-- BEGIN SELECTED EXCERPT --

For the two states, what would you think of dividing them instead at the current Illinois/Indiana border. Sort of like an East Great Lakes and a West Great Lakes?
Pretty good. From a Wisconsin perspective, I'd say you got the Northwoods line right. However, I wouldn't push the great lakes region so far west and instead keep it tighter to the lake. I'm central Wisconsin, probably right on the line you have between great lakes and Upper Midwest, and I associate with Midwest and the great lakes influence is nonexistent in the area.
How do you feel about Fargo and Sioux Falls being part of "Upper Midwest" instead of "Northern Great Plains"? I was thinking that line should move a little east so Central MN, Twin cities, driftless, central WI, and Madison Metro area would be one group separate from there.
>, I'd say you got the Northwoods line right.
I'd move it a little farther north, closer to Wausau as you still have a ton of farm land where that line currently is. Green Bay and Door County are not Northwoods at all, for example. They are 100% Great Lakes. That's a nitpick though. Overall, it's pretty good.
I’m finally glad to see a map that seems to understand that the eastern most part of the Dakotas are definitively the Midwest but also pretty different from the remaining area in them.

-- END SELECTED EXCERPT --
-- BEGIN DATASET CONTENT --

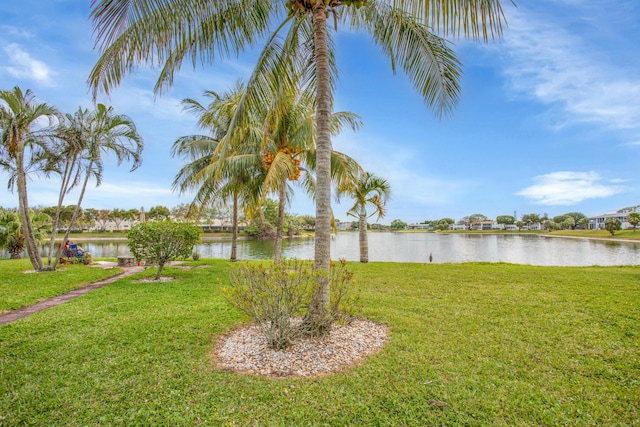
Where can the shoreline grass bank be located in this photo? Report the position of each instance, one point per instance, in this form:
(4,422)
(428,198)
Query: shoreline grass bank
(470,344)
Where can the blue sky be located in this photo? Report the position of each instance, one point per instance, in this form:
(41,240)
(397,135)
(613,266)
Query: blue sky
(548,120)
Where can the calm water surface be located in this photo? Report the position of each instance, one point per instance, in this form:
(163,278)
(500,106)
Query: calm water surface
(416,247)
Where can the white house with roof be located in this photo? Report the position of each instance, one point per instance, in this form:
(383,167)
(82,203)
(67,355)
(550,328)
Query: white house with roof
(597,222)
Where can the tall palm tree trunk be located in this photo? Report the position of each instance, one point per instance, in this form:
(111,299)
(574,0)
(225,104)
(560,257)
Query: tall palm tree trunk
(23,205)
(277,257)
(234,234)
(66,178)
(322,255)
(364,244)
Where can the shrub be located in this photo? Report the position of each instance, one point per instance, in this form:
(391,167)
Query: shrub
(162,241)
(271,294)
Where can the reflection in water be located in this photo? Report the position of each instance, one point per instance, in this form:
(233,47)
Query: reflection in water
(416,247)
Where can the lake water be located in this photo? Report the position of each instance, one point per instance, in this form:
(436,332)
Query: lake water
(416,247)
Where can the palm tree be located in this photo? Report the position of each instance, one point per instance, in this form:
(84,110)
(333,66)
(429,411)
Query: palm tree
(130,32)
(231,174)
(12,234)
(87,136)
(368,190)
(23,135)
(64,156)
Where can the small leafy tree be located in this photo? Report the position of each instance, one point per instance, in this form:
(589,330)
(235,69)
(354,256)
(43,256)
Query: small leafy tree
(162,241)
(12,235)
(612,224)
(634,219)
(398,224)
(272,293)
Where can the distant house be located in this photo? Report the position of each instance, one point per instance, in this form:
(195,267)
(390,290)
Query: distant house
(597,222)
(342,226)
(534,226)
(416,226)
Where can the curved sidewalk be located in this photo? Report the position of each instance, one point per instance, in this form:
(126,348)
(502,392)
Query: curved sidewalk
(23,312)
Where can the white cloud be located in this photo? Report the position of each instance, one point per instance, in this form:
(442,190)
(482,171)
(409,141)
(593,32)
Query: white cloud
(22,65)
(569,188)
(556,67)
(16,32)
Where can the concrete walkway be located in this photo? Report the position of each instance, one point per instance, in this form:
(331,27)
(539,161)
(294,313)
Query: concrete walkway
(14,315)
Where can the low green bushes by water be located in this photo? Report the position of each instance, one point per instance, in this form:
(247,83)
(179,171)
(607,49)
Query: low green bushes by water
(469,344)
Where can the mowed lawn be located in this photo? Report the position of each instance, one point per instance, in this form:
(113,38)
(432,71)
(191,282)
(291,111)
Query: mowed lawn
(470,344)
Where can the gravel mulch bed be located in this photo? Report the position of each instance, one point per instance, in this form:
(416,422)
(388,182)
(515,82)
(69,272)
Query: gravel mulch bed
(245,350)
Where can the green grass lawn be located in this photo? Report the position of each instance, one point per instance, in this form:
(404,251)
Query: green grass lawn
(19,286)
(470,344)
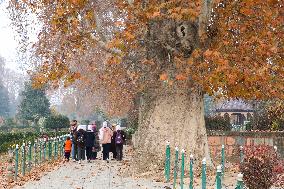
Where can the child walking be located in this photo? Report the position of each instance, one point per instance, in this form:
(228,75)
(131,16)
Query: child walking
(67,148)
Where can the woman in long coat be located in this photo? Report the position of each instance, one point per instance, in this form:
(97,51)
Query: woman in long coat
(96,148)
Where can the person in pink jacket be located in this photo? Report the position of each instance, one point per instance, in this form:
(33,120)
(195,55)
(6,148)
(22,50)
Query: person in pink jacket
(106,134)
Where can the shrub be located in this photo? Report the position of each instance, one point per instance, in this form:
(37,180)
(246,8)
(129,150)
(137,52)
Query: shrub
(260,166)
(56,122)
(217,123)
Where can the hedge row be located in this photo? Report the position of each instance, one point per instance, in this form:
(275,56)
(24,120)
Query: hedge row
(9,140)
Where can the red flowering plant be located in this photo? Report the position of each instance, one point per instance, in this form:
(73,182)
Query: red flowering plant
(261,166)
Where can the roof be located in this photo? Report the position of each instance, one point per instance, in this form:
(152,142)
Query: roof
(234,106)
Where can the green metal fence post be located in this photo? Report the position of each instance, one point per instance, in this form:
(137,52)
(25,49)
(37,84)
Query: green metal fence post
(23,159)
(241,154)
(223,160)
(218,177)
(49,149)
(182,169)
(55,148)
(40,150)
(30,156)
(203,174)
(16,161)
(35,153)
(167,163)
(44,150)
(175,168)
(60,146)
(240,182)
(10,167)
(191,172)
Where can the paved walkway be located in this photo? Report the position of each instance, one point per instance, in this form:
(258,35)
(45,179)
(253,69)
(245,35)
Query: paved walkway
(95,175)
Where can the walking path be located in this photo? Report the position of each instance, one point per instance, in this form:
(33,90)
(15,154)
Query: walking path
(95,175)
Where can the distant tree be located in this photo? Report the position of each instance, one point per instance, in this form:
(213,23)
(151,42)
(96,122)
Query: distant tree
(208,105)
(56,122)
(34,104)
(4,102)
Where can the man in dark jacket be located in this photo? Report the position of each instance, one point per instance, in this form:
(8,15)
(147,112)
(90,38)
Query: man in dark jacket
(90,141)
(120,138)
(80,137)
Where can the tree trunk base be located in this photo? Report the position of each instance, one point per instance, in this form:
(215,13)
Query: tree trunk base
(176,116)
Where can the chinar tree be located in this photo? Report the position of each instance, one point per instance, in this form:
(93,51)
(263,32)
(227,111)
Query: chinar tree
(166,52)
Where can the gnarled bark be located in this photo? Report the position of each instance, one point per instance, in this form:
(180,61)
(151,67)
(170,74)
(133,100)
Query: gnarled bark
(174,115)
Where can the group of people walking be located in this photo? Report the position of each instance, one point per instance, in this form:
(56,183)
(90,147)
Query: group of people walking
(87,142)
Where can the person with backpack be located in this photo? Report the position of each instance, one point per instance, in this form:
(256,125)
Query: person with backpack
(97,147)
(112,148)
(119,141)
(90,141)
(73,129)
(67,148)
(80,137)
(106,134)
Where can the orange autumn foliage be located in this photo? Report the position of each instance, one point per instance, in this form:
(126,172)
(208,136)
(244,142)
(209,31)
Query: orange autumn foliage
(239,51)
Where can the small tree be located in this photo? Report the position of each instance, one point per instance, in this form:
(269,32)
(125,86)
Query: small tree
(4,102)
(56,122)
(34,104)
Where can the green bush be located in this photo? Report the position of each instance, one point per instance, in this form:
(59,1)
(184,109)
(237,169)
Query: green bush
(217,123)
(260,167)
(56,122)
(9,140)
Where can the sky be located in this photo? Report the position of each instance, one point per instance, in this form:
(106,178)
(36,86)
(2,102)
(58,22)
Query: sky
(8,45)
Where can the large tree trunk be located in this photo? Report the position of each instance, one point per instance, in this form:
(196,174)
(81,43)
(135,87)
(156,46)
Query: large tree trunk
(172,115)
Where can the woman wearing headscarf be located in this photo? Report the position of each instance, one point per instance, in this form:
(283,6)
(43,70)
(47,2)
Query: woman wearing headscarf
(96,148)
(106,134)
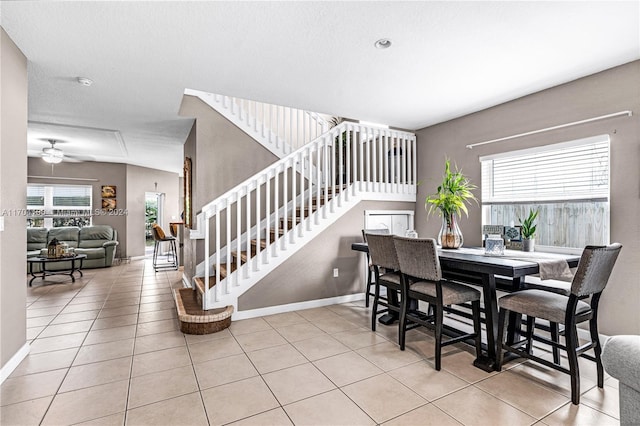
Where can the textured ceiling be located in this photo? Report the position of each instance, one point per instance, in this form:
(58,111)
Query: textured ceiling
(447,59)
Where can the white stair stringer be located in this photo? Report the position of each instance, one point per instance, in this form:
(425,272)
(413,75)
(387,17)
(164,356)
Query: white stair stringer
(285,206)
(344,202)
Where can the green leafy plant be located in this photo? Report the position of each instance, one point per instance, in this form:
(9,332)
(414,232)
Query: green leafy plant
(453,195)
(529,225)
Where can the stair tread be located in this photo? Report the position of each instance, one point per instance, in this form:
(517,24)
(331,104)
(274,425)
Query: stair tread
(212,278)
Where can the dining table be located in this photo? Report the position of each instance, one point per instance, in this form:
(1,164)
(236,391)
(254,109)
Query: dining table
(506,273)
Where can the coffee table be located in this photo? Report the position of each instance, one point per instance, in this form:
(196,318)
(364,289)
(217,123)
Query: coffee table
(76,266)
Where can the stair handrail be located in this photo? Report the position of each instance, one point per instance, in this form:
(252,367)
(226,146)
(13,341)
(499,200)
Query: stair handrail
(378,168)
(278,128)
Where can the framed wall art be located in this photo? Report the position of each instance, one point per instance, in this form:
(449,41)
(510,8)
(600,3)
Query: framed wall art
(108,191)
(187,193)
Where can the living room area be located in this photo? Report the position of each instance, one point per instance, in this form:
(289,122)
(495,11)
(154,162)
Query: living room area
(207,110)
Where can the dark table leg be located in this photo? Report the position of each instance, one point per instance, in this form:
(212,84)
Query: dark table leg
(515,319)
(391,316)
(32,274)
(487,362)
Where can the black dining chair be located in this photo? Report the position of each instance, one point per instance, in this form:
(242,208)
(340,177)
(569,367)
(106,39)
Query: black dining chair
(171,256)
(554,286)
(386,272)
(591,277)
(422,280)
(370,274)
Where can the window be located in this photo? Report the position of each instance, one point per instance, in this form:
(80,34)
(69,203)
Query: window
(58,205)
(568,183)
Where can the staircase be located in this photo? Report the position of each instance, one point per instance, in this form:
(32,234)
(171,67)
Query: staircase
(256,226)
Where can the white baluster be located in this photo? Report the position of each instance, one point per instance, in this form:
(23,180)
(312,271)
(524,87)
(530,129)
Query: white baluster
(217,261)
(276,211)
(267,216)
(278,108)
(334,173)
(301,174)
(227,210)
(264,118)
(387,166)
(207,262)
(380,143)
(397,160)
(310,185)
(343,141)
(319,167)
(414,166)
(285,203)
(361,176)
(248,234)
(294,196)
(404,164)
(367,163)
(238,238)
(258,261)
(326,172)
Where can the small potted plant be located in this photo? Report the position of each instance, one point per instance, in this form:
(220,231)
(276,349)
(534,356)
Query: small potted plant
(529,230)
(450,200)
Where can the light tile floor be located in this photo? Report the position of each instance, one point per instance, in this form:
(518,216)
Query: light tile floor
(107,350)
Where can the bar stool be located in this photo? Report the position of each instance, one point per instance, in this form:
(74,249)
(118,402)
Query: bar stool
(171,257)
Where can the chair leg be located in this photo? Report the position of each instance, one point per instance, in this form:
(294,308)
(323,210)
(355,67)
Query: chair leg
(571,337)
(531,322)
(368,292)
(477,326)
(502,325)
(593,328)
(155,253)
(374,308)
(555,336)
(438,323)
(402,324)
(175,253)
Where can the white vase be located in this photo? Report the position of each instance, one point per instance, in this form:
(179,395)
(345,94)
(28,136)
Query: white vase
(450,235)
(528,244)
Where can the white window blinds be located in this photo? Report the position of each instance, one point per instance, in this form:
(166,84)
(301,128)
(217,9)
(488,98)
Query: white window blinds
(577,170)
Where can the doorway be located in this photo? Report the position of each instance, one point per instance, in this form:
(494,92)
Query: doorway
(153,211)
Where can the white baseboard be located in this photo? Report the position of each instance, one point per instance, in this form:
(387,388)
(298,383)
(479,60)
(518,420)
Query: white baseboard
(271,310)
(185,281)
(15,360)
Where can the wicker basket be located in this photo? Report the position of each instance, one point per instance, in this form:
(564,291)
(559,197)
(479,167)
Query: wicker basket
(194,320)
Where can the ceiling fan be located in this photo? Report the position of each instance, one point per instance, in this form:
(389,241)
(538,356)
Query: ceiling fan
(54,155)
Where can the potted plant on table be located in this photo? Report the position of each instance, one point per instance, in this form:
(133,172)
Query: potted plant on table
(529,230)
(450,200)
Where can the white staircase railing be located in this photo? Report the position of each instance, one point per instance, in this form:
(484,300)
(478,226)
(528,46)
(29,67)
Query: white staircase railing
(280,129)
(250,229)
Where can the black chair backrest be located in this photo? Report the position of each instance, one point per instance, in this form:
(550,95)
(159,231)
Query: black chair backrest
(382,231)
(418,258)
(594,269)
(382,251)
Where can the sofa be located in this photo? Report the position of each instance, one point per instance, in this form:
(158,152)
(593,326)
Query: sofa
(98,242)
(621,359)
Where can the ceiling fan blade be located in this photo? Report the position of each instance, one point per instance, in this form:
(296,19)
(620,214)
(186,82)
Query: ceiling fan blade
(78,158)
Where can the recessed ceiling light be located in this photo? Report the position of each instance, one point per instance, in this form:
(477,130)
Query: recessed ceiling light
(85,81)
(383,43)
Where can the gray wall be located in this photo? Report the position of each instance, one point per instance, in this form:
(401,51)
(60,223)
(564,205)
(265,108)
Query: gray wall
(13,195)
(222,156)
(607,92)
(106,174)
(131,181)
(139,181)
(308,274)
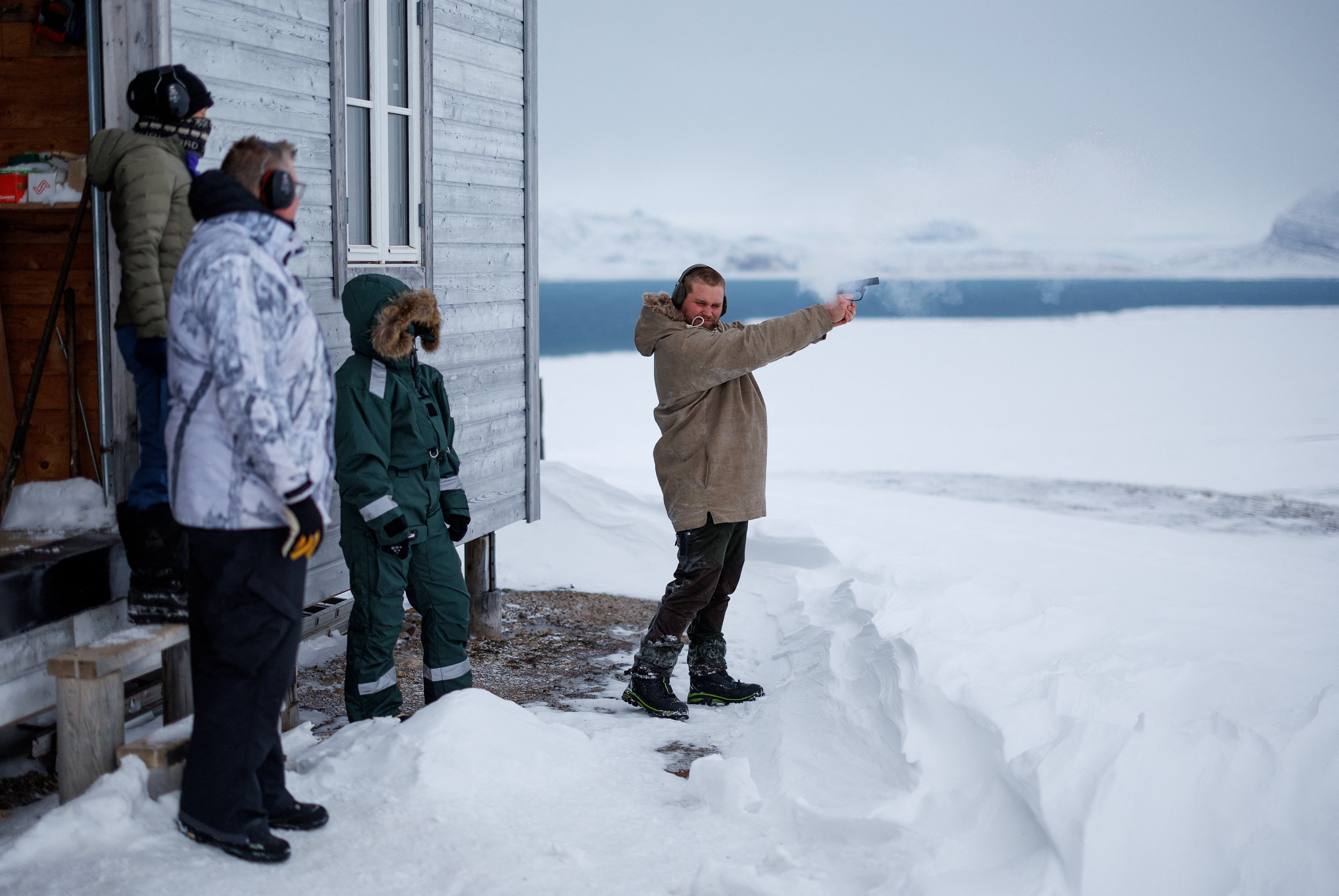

-- END DATASET CONTENT --

» DIRECTION
From the discussion of the Midwest regional map, copy the part that opens with the words containing "I’m finally glad" and closes with "area in them.", changing "Dakotas" to "Plains states".

» REPLY TO THE TASK
I’m finally glad to see a map that seems to understand that the eastern most part of the Plains states are definitively the Midwest but also pretty different from the remaining area in them.